Entries from a point annotation set

● ● ● ●

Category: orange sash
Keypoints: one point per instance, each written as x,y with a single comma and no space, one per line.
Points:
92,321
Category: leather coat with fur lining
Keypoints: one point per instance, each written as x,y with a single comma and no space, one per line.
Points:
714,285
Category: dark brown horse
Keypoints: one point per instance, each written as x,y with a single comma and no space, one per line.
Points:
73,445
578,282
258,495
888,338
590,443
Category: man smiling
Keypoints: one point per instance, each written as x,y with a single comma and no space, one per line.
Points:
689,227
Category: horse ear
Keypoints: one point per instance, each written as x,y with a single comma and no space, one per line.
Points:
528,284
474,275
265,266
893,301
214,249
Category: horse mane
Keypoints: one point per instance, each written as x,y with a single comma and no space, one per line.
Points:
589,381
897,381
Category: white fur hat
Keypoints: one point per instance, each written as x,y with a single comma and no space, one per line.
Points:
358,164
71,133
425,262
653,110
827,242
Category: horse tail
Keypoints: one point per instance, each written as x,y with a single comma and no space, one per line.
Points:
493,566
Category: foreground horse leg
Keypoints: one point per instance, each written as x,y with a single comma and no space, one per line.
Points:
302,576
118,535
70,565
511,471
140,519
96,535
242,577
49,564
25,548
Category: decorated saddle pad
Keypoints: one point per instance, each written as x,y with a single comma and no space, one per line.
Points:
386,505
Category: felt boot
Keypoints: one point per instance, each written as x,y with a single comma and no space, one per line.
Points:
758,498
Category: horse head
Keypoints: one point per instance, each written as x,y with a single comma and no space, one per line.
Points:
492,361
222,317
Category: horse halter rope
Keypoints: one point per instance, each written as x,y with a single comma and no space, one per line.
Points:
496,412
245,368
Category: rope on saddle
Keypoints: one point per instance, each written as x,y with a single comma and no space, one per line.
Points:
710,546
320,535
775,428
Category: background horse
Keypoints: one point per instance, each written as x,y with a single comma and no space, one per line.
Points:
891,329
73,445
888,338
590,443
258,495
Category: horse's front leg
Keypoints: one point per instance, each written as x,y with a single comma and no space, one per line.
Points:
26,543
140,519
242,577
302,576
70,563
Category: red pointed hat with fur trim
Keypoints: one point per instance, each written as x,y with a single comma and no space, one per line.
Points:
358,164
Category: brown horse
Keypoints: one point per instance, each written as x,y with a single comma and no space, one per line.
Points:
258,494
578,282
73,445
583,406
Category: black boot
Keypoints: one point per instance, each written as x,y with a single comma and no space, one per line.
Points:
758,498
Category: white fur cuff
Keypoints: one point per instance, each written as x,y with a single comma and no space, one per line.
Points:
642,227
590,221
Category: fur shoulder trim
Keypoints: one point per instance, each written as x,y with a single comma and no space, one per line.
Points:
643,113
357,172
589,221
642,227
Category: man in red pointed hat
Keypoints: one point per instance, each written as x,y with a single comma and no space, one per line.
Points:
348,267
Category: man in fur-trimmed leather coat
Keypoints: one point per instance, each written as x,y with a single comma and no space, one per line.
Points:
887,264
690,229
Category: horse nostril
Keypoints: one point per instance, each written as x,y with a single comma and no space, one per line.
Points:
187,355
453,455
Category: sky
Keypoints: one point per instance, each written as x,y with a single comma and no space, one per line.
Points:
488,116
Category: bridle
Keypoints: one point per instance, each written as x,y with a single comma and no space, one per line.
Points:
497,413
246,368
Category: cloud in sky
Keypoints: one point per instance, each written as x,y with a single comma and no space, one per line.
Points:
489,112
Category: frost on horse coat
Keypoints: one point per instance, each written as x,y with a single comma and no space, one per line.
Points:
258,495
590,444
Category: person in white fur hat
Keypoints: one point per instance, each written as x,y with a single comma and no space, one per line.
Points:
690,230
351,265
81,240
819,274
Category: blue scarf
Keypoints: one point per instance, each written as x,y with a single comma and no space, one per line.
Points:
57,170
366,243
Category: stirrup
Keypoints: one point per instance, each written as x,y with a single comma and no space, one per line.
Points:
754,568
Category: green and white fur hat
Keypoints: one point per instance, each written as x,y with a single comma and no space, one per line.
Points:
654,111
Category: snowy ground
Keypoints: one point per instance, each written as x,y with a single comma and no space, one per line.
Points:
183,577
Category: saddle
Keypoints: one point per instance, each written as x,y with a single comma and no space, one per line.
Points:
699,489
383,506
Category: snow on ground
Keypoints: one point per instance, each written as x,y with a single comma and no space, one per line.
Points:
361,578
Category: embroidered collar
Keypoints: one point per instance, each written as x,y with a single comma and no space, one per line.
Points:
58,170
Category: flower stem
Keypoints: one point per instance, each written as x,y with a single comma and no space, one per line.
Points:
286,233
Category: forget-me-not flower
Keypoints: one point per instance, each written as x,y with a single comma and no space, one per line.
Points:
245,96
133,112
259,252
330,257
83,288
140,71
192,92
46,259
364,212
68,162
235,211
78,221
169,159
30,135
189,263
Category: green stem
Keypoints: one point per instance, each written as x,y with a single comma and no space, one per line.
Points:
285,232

● ● ● ●

Write out the whole listing again, exactly as it stands.

• [Task response]
Category: orange sash
Keypoints: one point per instance, each written as x,y with a single comma and no space, one per line.
Points:
92,321
Category: leather coat with fur lining
Keypoints: one point per instance, each written as x,y with a single comma and no space, one per line.
Points:
714,285
Category: dark brown horse
Keypoints: one point per instance, each written as x,y with a single comma and no space, one per line.
Points:
73,445
578,282
258,495
888,338
590,443
Category: man smiling
Keypoints: one point per instance, each written as x,y with a single comma and no space, one per line.
Points:
689,227
Category: horse ear
Keypoints: one point per instance, each written as x,y with a single comma and no space, one per line.
Points:
528,284
474,275
265,266
893,301
214,249
Category: horse mane
Keypoints: one point per instance, each written as x,y with a single comma and no space, one per line.
Points:
589,381
897,381
Category: white fur hat
Keypoints: one point per instance, each written as x,y with a single comma and no space, one per line.
Points:
358,164
71,133
425,262
653,110
827,242
Category: horse tail
Keypoints: one point per instance, each written as x,y with a single comma and no space, one per line.
Points:
493,566
Category: foreground horse leg
Keypoints: one point per instance, each written as x,y with a single comma and no space, one per line.
Points:
302,576
118,535
70,565
511,471
140,519
96,535
242,577
49,564
25,548
Category: decorated saddle pad
Keypoints: one point per instance, each written as x,y with a single comma and no space, one per line.
Points:
386,505
Category: felt boot
Keypoints: one point per instance, each written as x,y with a single comma and no space, one per line.
Points:
758,498
Category: horse head
Keypoints: one point per instance, each written as x,y with a single comma and no space, one per line.
Points:
492,361
222,317
Category: horse halter rope
Keypoints: one point per instance, each written as x,y with a single comma and no space, one per line.
Points:
496,412
245,368
Category: rope on saddle
Keypoints: one point per instance, each written as x,y with a single comma and no space, one per line.
Points:
710,546
320,535
775,428
Category: background horse
Keypoints: one point per instance, each written as x,y with a single comma and no space, one per line.
Points:
891,329
73,445
888,338
590,443
258,495
Category: horse's front leg
Keypoints: one point per instance, each written as x,y with a single comma and no space, one per line.
Points:
26,543
140,519
242,577
302,576
70,563
Category: red pointed hat with fur trim
Keypoints: one point per instance, each written as x,y with a single comma and no space, one per line.
Points:
358,164
Category: brown horse
Keypoints: one point per instance, each written as x,y with a single comma and no space, one per line.
Points:
258,494
578,282
73,445
583,406
Category: black boot
Keypoints: one point per instance, each written as x,y with a single comma and no space, one per line.
Points:
758,498
Category: white fur cuff
Keypoints: one point per instance, each written as x,y with a single comma and no space, one per line.
Points:
642,227
590,221
Category: fur shoulder trim
Keypoints: one point per instance, each written as x,y with a single comma and no space, one per line.
Points:
643,113
357,172
589,221
642,227
Category: man in red pointed hat
Keypoints: one point per instance, each written as x,y with a single comma and no space, one per line.
Points:
348,267
Category: man in fur-trimmed leather coat
Keypoints: one point per instance, each written as x,y with a single comma and no space, one per line.
Points:
887,264
690,229
Category: horse nostril
Keypoints: one point per instance, each written as x,y with a single comma and no space, one per line.
Points:
187,355
453,455
Category: sky
Keypoints: one point per instance, each written as x,y with a single comma and no space, one per line.
Points:
488,116
Category: bridle
Keypoints: one point per instance, each written as x,y with a single comma and no space, one per line.
Points:
497,413
246,368
Category: cloud in sky
Keypoints: one point per instance, each written as x,y with a single comma and no space, one per line.
Points:
489,112
Category: frost on horse coat
Keypoints: one point per instance, each written as x,y with a single comma and no space, one per line.
Points:
258,495
590,444
Category: person in white fur hat
Keypoints: one point per instance, each written as x,y with a single comma and no space, one per line.
Points:
690,230
351,265
81,240
819,274
Category: blue scarf
Keypoints: one point per instance, each written as x,y with a single comma and no space, one per line.
Points:
57,170
366,243
Category: stirrup
Keypoints: one point per instance, each written as x,y with a single comma and no space, one per line.
Points:
754,568
Category: green and white fur hat
Keypoints: one point per instance, each written as x,y with a single comma and no space, one per line.
Points:
654,111
Category: snowy ground
Keypoints: one point per instance, each written as x,y with a single comma and no space, one per line.
Points:
183,577
Category: saddle
Keypoints: one point per instance, each written as x,y with a single comma and no space, one per line.
Points:
699,489
383,506
Category: snow on ground
Keypoints: one point per instance, each written as x,y with a single comma and no space, one per line.
Points:
361,578
Category: embroidered collar
Keypoints: one point per instance, each written as x,y with a single comma and no space, one per line.
Points:
58,170
Category: flower stem
Keypoints: one point per instance, each written as x,y with a single comma and no space, one per line.
Points:
286,233
Category: forget-me-not flower
Keypoints: one point per instance, each written as x,y with a single comma and no space, one per line.
Points:
245,96
133,112
259,252
330,257
83,288
140,71
192,92
46,259
364,212
68,162
235,211
78,221
169,159
30,135
189,263
Category: green stem
Keypoints: one point per instance, each written as x,y with a single comma and no space, one per line.
Points:
285,232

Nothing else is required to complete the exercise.